RECORDS PROVIDED Start Marker

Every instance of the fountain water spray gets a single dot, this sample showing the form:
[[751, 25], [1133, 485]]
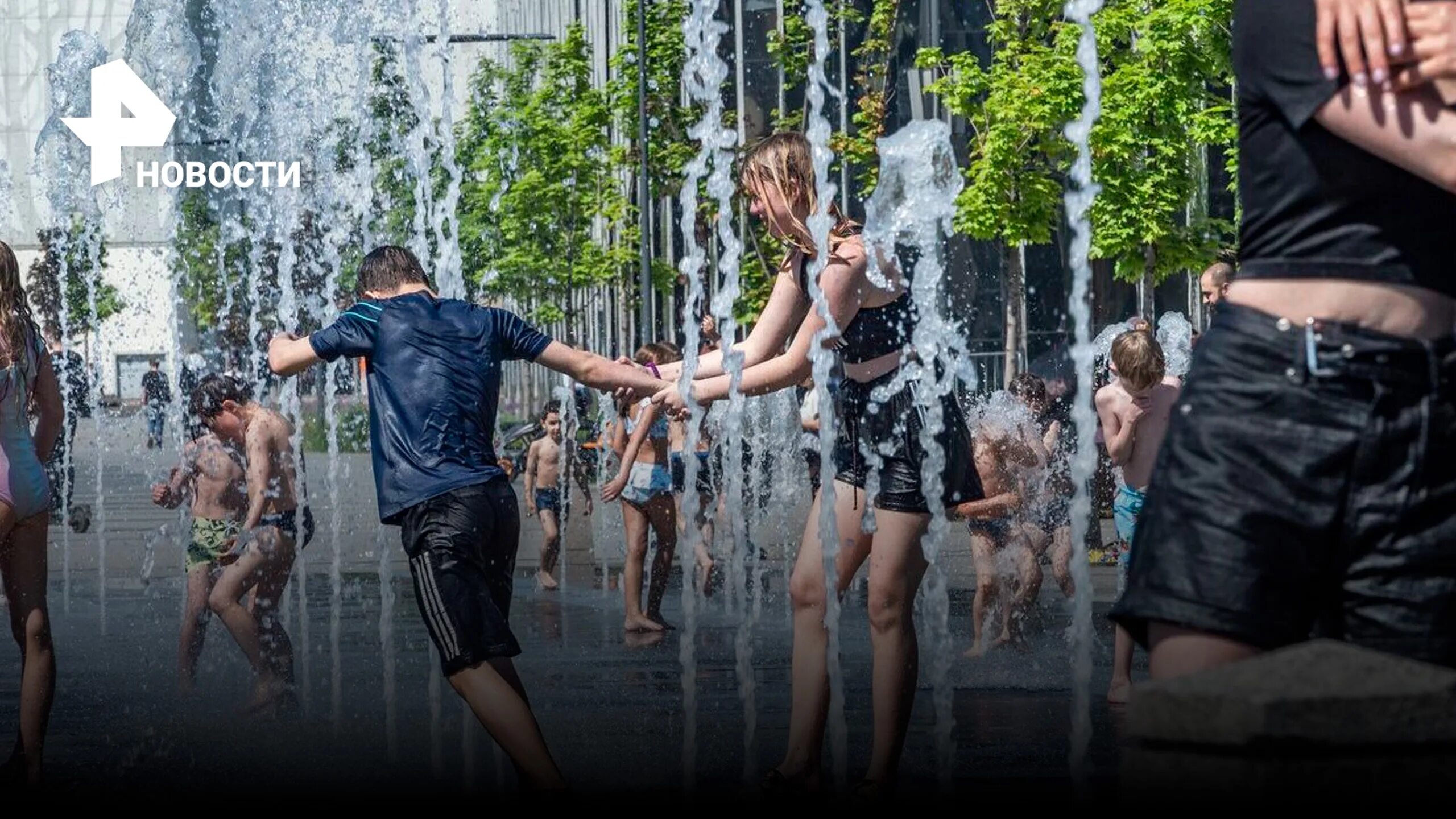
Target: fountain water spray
[[386, 639], [820, 224], [913, 206], [448, 248], [704, 75], [1176, 337], [63, 162], [1079, 203]]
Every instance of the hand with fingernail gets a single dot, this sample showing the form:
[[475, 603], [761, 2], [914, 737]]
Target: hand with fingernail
[[1368, 35], [1432, 27]]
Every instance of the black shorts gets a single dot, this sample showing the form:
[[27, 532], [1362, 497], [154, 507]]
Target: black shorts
[[893, 432], [462, 556], [1293, 500]]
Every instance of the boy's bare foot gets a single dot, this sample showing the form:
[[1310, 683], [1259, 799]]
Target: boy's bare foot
[[643, 639], [779, 783], [266, 696], [641, 623], [1120, 691]]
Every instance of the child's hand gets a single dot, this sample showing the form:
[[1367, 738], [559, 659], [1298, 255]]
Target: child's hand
[[614, 489]]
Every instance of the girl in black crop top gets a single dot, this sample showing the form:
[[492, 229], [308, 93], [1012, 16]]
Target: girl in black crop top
[[872, 343]]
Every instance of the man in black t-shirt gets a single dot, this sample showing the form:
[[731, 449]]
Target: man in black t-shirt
[[1306, 483], [435, 382], [158, 394]]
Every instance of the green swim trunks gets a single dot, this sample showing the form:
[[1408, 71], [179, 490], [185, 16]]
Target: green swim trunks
[[210, 541]]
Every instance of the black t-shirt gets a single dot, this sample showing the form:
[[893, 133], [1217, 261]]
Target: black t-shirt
[[1317, 206]]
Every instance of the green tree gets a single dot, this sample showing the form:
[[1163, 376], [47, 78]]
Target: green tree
[[859, 146], [212, 276], [1017, 107], [541, 195], [1167, 68], [82, 253]]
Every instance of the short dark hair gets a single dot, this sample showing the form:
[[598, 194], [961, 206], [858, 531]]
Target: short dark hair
[[388, 268], [1221, 271], [210, 394]]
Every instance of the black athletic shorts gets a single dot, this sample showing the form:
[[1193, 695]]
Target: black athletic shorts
[[1306, 487], [462, 556], [893, 431]]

RECORDS PROVIDED End Marker

- _WHAT YOU NEED TO DO_
The answer is the lines above between the line holding "Every instance of the black t-shirt" and the line holding "[[1163, 376], [47, 78]]", inclusive, each written out exactly, and no others.

- _EXPECTED ANSWER_
Every instance of the black t-shirt gets a single dot, this sample showing the form:
[[893, 133], [1217, 261]]
Target: black t-shirt
[[1317, 206]]
Every instance of the green tree gets a single dot, this sample showing the form:
[[1163, 376], [47, 78]]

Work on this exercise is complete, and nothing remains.